- TASKS:
A: According to the book review below, what is the pink slime made of?
B: Does each statement agree with the book review below? Answer yes or no for each, quoting the deciding words of the review. (i) The narrator's ex-husband is named Max. (ii) The story takes place in a named South American city. (iii) The narrator's mother calls resignation a virtue.

Review by Booklist Review

Uruguayan author Trías presents a bleak dystopian novel narrated by an unnamed woman living in an unnamed South American city near the coast. A mysterious algae has taken over the oceans, killing the fish and producing red-tinged, noxious fumes. Humans who come into contact with the deadly "red wind" are literally flayed; "it's like being skinned alive . . . the wind peels them right down to the muscle." When the small city's food supply becomes threatened, an exploitative corporation produces pink slime, a type of jellied meat made of tripe and other scraps combined with a chemical cleaning agent to sell to the public as a protein source. Regarding the algae and the slime, Trías leaves much to the imagination, focusing instead on the relationships the narrator has with her mother, her ex-husband Max (sickened by the deadly fumes), and Mauro, a boy afflicted with a food-craving syndrome whom she is paid to care for. Despair, arbitrariness, and resignation (which the woman's sympathetic mother stresses, "is not a virtue") shape this unnerving tale about facing environmental destruction.

From Booklist, Copyright (c) American Library Association. Used with permission.

- SUPPLIED MATERIAL:
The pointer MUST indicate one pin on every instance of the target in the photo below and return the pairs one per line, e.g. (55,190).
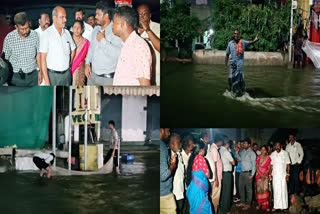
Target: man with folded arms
(105,47)
(134,64)
(57,50)
(21,49)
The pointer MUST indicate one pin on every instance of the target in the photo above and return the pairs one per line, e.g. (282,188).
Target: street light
(294,5)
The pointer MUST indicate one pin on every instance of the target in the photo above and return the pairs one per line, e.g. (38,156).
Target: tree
(178,25)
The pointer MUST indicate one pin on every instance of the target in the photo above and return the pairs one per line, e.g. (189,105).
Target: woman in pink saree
(262,179)
(77,67)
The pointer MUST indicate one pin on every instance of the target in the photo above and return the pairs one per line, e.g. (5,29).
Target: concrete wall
(134,118)
(251,58)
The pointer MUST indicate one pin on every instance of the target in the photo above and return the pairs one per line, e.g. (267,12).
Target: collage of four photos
(84,129)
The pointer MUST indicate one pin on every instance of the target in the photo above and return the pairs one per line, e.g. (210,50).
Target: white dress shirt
(226,159)
(185,158)
(155,28)
(178,179)
(87,31)
(295,152)
(58,48)
(279,163)
(40,32)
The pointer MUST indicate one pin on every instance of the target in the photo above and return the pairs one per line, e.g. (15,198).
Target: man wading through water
(236,48)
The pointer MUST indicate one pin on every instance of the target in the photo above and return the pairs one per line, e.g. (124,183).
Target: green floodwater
(196,96)
(136,191)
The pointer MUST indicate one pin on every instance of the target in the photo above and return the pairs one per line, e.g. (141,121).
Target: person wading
(236,49)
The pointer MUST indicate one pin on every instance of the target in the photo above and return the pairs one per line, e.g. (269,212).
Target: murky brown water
(136,191)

- RESPONSES TO THE TASKS:
A: Tripe and other scraps combined with a chemical cleaning agent.

B:
(i) Yes: "her ex-husband Max (sickened by the deadly fumes)"
(ii) No: "an unnamed South American city near the coast"
(iii) No: "(which the woman's sympathetic mother stresses, "is not a virtue")"